┌──

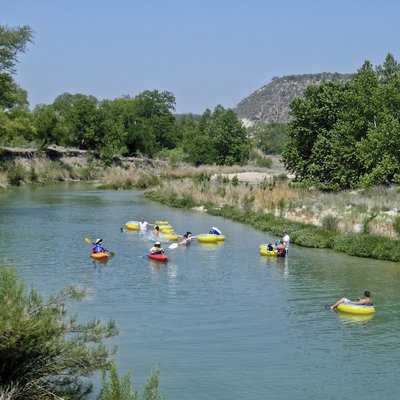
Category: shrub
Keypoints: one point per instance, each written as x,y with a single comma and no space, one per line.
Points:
119,388
16,174
330,222
361,245
313,237
44,352
396,225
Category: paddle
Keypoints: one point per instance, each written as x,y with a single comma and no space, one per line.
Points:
89,241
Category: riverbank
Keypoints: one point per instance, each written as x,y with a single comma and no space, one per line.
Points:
272,207
363,223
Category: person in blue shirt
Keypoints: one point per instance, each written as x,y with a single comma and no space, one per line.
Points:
98,247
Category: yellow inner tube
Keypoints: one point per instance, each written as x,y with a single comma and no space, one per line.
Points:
164,228
356,308
207,238
132,225
171,237
265,252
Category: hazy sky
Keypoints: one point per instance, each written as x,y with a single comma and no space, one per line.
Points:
206,52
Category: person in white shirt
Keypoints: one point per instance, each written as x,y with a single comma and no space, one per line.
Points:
143,225
286,240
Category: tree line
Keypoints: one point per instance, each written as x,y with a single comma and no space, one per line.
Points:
141,125
347,135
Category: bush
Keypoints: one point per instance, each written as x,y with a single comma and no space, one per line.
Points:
313,237
396,225
361,245
17,174
44,352
119,388
330,222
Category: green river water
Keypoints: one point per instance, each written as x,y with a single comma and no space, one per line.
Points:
221,321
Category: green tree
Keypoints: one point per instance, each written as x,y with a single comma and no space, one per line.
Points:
269,138
12,42
50,126
44,352
347,135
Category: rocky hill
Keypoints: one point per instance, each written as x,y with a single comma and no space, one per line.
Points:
271,102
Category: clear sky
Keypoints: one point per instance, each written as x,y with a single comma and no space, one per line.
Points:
206,52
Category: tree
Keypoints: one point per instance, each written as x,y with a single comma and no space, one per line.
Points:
269,138
218,138
44,352
12,42
50,126
347,135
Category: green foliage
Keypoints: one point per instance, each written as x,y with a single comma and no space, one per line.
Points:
396,225
44,352
347,135
17,174
119,388
218,137
203,177
269,138
330,223
235,181
116,388
12,42
261,161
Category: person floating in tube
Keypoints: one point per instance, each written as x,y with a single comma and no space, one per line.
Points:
215,231
157,249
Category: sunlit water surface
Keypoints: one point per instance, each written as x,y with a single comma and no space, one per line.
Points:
221,321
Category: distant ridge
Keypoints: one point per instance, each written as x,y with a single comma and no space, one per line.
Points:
271,102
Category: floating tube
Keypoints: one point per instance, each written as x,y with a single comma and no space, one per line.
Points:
164,228
220,238
207,238
99,256
158,257
132,225
355,308
170,236
265,252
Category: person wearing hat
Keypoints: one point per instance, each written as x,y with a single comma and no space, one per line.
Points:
98,247
143,225
281,248
286,240
157,249
187,237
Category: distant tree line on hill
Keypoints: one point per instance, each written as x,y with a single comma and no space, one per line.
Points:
347,135
141,125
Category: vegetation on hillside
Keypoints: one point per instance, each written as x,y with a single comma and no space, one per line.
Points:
347,135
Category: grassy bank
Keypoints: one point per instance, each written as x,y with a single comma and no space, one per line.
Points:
272,207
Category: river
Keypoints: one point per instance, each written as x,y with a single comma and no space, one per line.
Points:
221,321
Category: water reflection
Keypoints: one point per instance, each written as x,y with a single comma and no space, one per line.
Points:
354,318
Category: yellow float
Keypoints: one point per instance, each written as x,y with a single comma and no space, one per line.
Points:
265,252
355,308
220,238
165,228
132,225
171,236
207,238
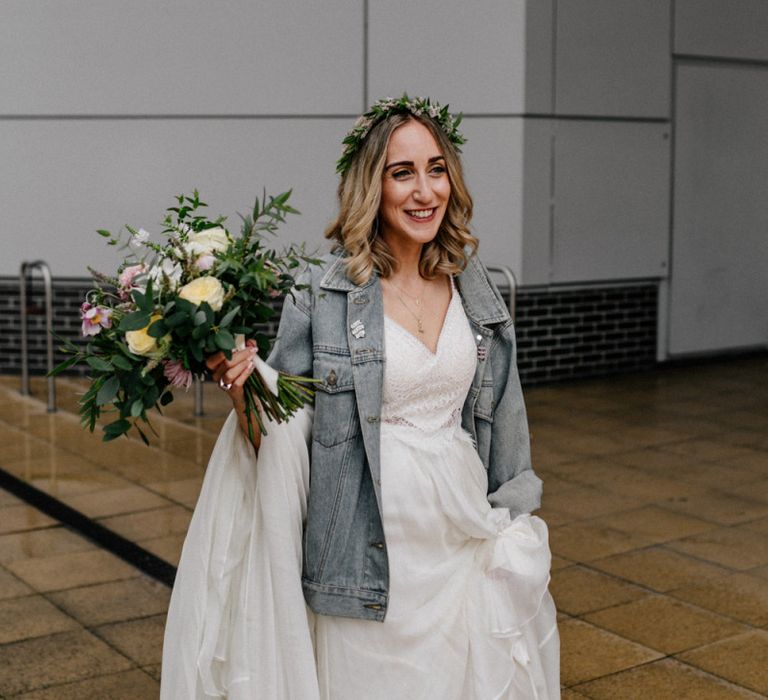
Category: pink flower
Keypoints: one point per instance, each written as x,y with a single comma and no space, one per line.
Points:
176,374
95,318
126,280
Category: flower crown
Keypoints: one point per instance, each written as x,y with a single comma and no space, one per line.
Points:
418,106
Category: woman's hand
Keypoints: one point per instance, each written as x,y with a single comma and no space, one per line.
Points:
235,372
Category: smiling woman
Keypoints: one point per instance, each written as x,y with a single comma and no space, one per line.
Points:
424,570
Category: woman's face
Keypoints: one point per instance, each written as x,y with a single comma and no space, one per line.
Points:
415,188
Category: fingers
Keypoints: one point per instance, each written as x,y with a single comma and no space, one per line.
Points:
213,361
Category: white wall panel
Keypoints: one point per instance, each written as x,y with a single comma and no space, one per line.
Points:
179,57
467,54
719,281
611,194
62,180
493,161
613,57
537,200
722,28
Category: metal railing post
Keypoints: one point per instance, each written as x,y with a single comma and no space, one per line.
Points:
25,273
511,281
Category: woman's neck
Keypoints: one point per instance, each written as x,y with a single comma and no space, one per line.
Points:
407,259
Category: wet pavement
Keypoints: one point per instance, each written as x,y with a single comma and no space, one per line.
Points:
656,496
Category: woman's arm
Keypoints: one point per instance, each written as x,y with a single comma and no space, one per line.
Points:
512,481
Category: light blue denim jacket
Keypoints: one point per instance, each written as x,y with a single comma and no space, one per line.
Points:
345,553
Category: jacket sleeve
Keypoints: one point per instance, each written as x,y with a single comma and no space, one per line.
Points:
292,351
511,479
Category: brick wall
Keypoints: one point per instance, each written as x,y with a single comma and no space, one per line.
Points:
560,334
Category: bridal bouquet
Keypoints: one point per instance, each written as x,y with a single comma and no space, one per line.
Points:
197,291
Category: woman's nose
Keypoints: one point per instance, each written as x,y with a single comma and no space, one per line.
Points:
423,188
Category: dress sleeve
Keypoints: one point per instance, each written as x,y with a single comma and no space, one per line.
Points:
292,351
511,479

└──

TRY IT: Across the whole listing, reproduce each line verbatim and exclude every picture.

ANSWER SPACE:
Category: shrub
Keypoints: one point per instance, each written as x,y with a single comma and no space, one per line.
Points:
119,388
16,174
330,222
361,245
313,237
44,352
396,225
Category: paddle
Keypoints: one point per instance, each written as x,y with a single comma and no space, one per line.
Points:
89,241
Category: riverbank
Keypoints: one point per instance, each written as x,y with a single comma and no space, one per line.
Points:
272,207
363,223
Category: person in blue shirt
Keypoints: one point per instance, each written as x,y with a single comma and no space, one per line.
Points:
98,247
Category: yellow inner tube
Keypoints: one point per instance, each written as x,y with a single comma and no space, one per line.
Points:
164,228
356,308
207,238
132,225
171,237
265,252
Category: hazy sky
Keypoints: one point per instance, each written as x,y with a single comma and no space, one per line.
Points:
206,52
Category: person in white shirt
Keypoints: one point per instance, each written as x,y with a single comma and no space, one per line.
Points:
143,225
286,240
Category: tree line
Keypoints: one point per instance, each written as x,y with a single comma and no space, one per line.
Points:
141,125
347,135
Category: bush
Keypoints: one point per instance, each written as x,y with a single comma and no space, one per line.
Points:
313,237
396,225
361,245
17,174
44,352
119,388
330,222
Category: green river water
Keypoints: one point per instance, each written as x,y with a single comma and no space, one per line.
Points:
221,321
Category: green tree
Keypoints: one point per instance, each written as x,y with a single comma and no space, one per line.
Points:
269,138
12,42
50,126
44,352
347,135
Category: rocky hill
Keypoints: one point per instance, each written as x,y with a single comma and no space, one per line.
Points:
271,102
Category: clear sky
Keypoints: one point per instance, each written as x,y with a single comma and no space, one per line.
Points:
206,52
Category: tree
Keypoints: one point per instance, each written as x,y with a single comma and no space, one per line.
Points:
269,138
218,138
44,352
12,42
50,126
347,135
Category: green foliage
Keypoints: one point per instance, each written as x,y with a single comma and no space, one per line.
Points:
396,225
44,352
347,135
17,174
119,388
218,137
203,177
269,138
330,223
235,181
116,388
12,42
261,161
Category: person floating in tube
Keypoints: one point per instance, each written as x,y with a single comma and no space, one per line.
Points:
215,231
157,249
Category: sunlit water surface
Keypoints: one point per instance, each written as x,y with a single comma and no space, one per line.
Points:
221,321
Category: distant ridge
Keypoints: one point per instance, each written as x,y with a single comma and no space, one per line.
Points:
271,102
Category: floating tube
Keypoints: one point per instance, each written as x,y with a single comma and no space, one per line.
Points:
164,228
220,238
207,238
99,256
158,257
132,225
355,308
170,236
265,252
Category: person wearing hat
Keypoints: one point per instance, each written as x,y with a single comma and no space, one per line.
Points:
98,247
143,225
281,248
286,240
157,249
187,237
Category: distant tree line on hill
Keypoints: one point per instance, each written as x,y with a single comma and no space, one per line.
Points:
347,135
141,125
Category: vegetation on hillside
Keypoints: one point per instance, each written as x,y with a single comma and no space, one per line.
Points:
347,135
Category: grassy bank
Keypoints: one point per instance, each written as x,y with a single comma and no space, one per line.
Points:
272,207
Category: river
Keypoints: one point per instance, each written as x,y with a single comma and no space, one per line.
Points:
221,321
Category: water reflection
Keypoints: one point per instance, each written as x,y with a single comma and no space, one per line.
Points:
354,318
Category: yellow float
Keypoints: one point per instance, each written as x,y with a single comma and no space, one per line.
Points:
265,252
355,308
220,238
165,228
132,225
171,236
207,238
Category: pink flower
Keypoints: one point per instance, each written as x,y with a single comma and no space, one per line.
Points:
176,374
95,318
126,280
Category: flower crown
Keypoints: one point per instance, each written as x,y with a single comma and no space, one per line.
Points:
418,106
Category: woman's hand
Keypoints: one point per instance, each written as x,y with a single comma and no space, one per line.
Points:
235,372
Category: smiling woman
Keypoints: one point per instance, each written as x,y with a single comma and no space, one per line.
Points:
424,570
Category: woman's face
Keypoints: one point per instance, each written as x,y with a single comma and no space, one per line.
Points:
415,188
Category: fingers
Keypoints: one point per instance, each written as x,y with a single comma and no space, one per line.
Points:
213,361
Category: white wall panel
Keypoints: one point per instance, each written as x,y with a single comma and no space, one per line.
Points:
179,57
467,54
719,281
611,194
62,180
493,161
613,57
537,200
722,28
Category: metal railing post
Keypoints: one point per instance, each written as x,y with a single comma and no space, one per line.
Points:
25,273
511,281
Category: woman's neck
Keypoints: one point per instance, each written as x,y with a single comma and no space, one per line.
Points:
407,259
Category: wet pavement
Keypoints: one point per instance, each written as x,y with a single comma and no space, one per line.
Points:
656,496
Category: woman's arm
Keypoints: one point per instance, each written as x,y with a single comma and no space, one per line.
Points:
512,481
Category: light blue denim jacket
Keypoints: one point per instance, each written as x,y with a single comma and no space, one per line.
Points:
345,553
Category: jacket sleeve
Keypoints: one point per instance, each written as x,y with a single comma and no space, one per line.
Points:
292,351
511,479
Category: brick wall
Keypoints: one point per instance, each written as x,y with a single comma and no space, one per line.
Points:
560,334
Category: bridal bouquet
Keypoints: one point per instance, each written as x,y with a single comma and no space, one per line.
Points:
197,291
Category: woman's nose
Keypoints: one point per instance, each written as x,y with a single comma and no space, one per line.
Points:
423,188
Category: dress sleeve
Keypoints: one point per instance, each written as x,y with a single comma and no space, one per line.
Points:
292,351
511,479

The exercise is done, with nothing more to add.